[PROBLEM TO SOLVE]: Continue the Spark interview-prep text below from its final sentence.

[TEXT SECTION]:

Spark UI reading: present a screenshot, identify the cause and propose the fix. Summary Metrics row anomalies (max 10x median equals skew, spill greater than 0 equals memory pressure, GC time greater than 10 percent equals GC pressure). Tasks table sorted descending by duration shows the culprit partition. Stage timing distribution. The senior-versus-mid signal.

Optimization: skew handling with salt-and-rebalance, AQE override scenarios, partition strategy tuning, broadcast threshold adjustment. Predicate pushdown verification. Avoiding collect() and other driver-pulling actions. The L5+ optimization round expects EXPLAIN-driven and UI-driven diagnosis.

Companies whose data engineer interviews emphasize Spark across all surfaces: Databricks (Spark creator; deepest expertise expected), Netflix (Spark at extreme scale with Iceberg and Mantis), Uber (large-scale batch and Spark Streaming), Airbnb (Spark with Druid and Airflow), DoorDash and Spotify (similar Spark+Kafka+warehouse stacks), Capital One and Comcast (enterprise Spark adopters).

Spark Data Engineer Interview Problems

End-to-end Spark interview problems for data engineer interview prep.

[DATA SHOWN]:
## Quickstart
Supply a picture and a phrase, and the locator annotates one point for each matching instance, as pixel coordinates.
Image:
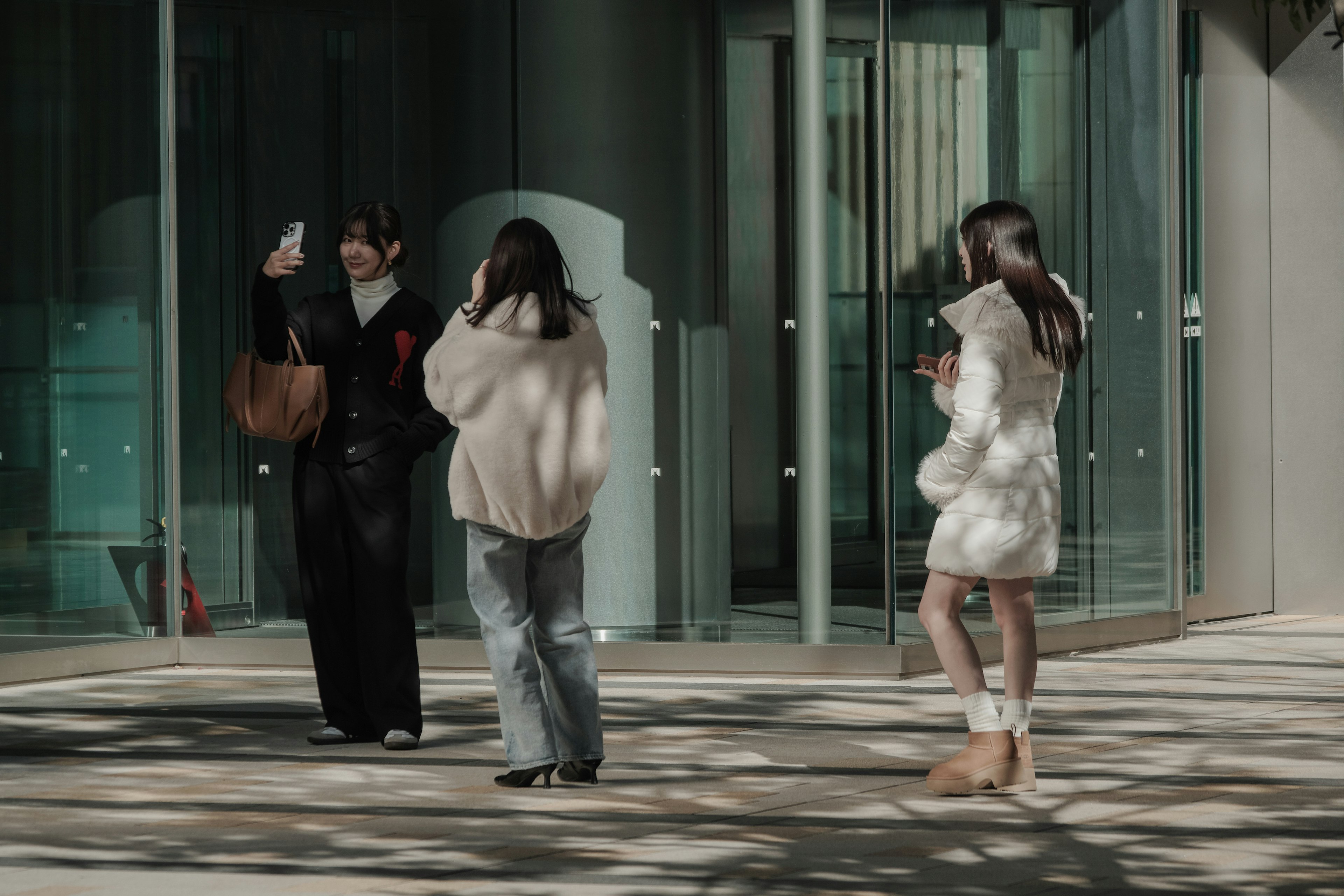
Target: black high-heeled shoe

[RESPONSE TO THE TASK]:
Common questions

What does a Spark-first data engineer interview cover?
5 surfaces across 5-6 rounds: PySpark DataFrame coding (45-60 min dedicated round), Spark SQL in the SQL round, Structured Streaming in the design round, Spark UI reading as a senior-signal question, optimization in EXPLAIN-driven questions. Each company samples differently but expects fluency across all 5 for a data engineer hire.
How do I prepare for a Spark-first data engineer interview?
Practice the 4 PySpark coding shapes (broadcast join, sort-merge with skew, window function, SCD merge). Practice Spark SQL with MERGE INTO patterns. Walk through 8 Spark UI screenshots identifying anomalies. Design a Structured Streaming pipeline with watermark and Delta sink. Two timed mock PySpark coding rounds in the final 2 weeks.
Which companies most emphasize Spark in data engineer interviews?
Databricks (Spark creator), Netflix (Spark at extreme scale with Iceberg and Mantis), Uber (large-scale batch and Spark Streaming), Airbnb (Spark with Druid), DoorDash, Spotify, Capital One, Comcast. Each runs a 45-60 minute PySpark coding round plus supporting questions in SQL and design rounds.
What is the Spark UI question format?
Interviewer presents a screenshot (Summary Metrics, Tasks table, Stage detail) with a specific anomaly. The data engineer identifies the cause (skew on join key, partition under-parallelism, memory pressure, GC overhead) and proposes the fix. Rubric scores cause identification and fix correctness.
How is Spark SQL different from generic SQL in interviews?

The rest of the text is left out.